*** TEXTO DE LECTURA

La ONE celebra los 200 años de la obra que Beethoven consideraba su mayor logro
La Orquesta y Coro nacionales, tras su final de temporada en Madrid, visitan el Festival de Granada para ofrecer la monumental Missa Solemnis, la preferida, y quizá la más enigmática, de las creaciones sinfónico-corales del compositor alemán
El resplandor popular de su «Novena Sinfonía», con su entusiasta cántico final a la confraternidad universal que tanto ha inspirado a algunos bardos menores (Miguel Ríos cosechó el mayor éxito de su rockera trayectoria apropiándoselo en una versión de bolsillo, como un complemento de moderados efectos lisérgicos, en versión hispana, al ‘Imagine’ de Lennon), ha opacado la otra gran efeméride beethoveniana de este 2024.
Un par de meses antes del estreno de la «Novena», es decir, hace también 200 años, se presentó por primera vez al público la obra que el propio compositor consideraba la más importante de su generoso catálogo, pródigo en contribuciones maestras, sobre todo durante esos decisivos años finales en los que el genio, liberado de cualquier corsé, pareció aventurarse por novedosos senderos expresivos que iban incluso más allá del romanticismo que comenzaba a imponerse en salas y salones.

******
*** MATERIAL DE TRABAJO

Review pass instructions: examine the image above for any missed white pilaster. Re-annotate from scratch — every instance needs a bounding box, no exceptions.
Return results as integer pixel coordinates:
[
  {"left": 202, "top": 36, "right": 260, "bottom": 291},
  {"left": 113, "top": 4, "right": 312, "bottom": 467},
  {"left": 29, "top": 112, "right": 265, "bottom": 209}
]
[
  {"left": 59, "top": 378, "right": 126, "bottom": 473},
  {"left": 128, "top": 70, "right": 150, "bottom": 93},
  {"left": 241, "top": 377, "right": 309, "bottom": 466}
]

******

*POR HACER*.
1. Copia sin cambios el fragmento del texto sobre la Missa Solemnis que va desde "Un par de meses" hasta "salas y salones.".
2. Convierte todas las líneas de los registros en una tabla Markdown con las columnas Número y Línea. Numera cada fila y omite las líneas en blanco.
El texto y los registros no guardan ninguna relación entre sí.

*LAS RESPUESTAS*.
1.
Un par de meses antes del estreno de la «Novena», es decir, hace también 200 años, se presentó por primera vez al público la obra que el propio compositor consideraba la más importante de su generoso catálogo, pródigo en contribuciones maestras, sobre todo durante esos decisivos años finales en los que el genio, liberado de cualquier corsé, pareció aventurarse por novedosos senderos expresivos que iban incluso más allá del romanticismo que comenzaba a imponerse en salas y salones.

2.
| Número | Línea |
|---|---|
| 1 | Review pass instructions: examine the image above for any missed white pilaster. Re-annotate from scratch — every instance needs a bounding box, no exceptions. |
| 2 | Return results as integer pixel coordinates: |
| 3 | [ |
| 4 |   {"left": 202, "top": 36, "right": 260, "bottom": 291}, |
| 5 |   {"left": 113, "top": 4, "right": 312, "bottom": 467}, |
| 6 |   {"left": 29, "top": 112, "right": 265, "bottom": 209} |
| 7 | ] |
| 8 | [ |
| 9 |   {"left": 59, "top": 378, "right": 126, "bottom": 473}, |
| 10 |   {"left": 128, "top": 70, "right": 150, "bottom": 93}, |
| 11 |   {"left": 241, "top": 377, "right": 309, "bottom": 466} |
| 12 | ] |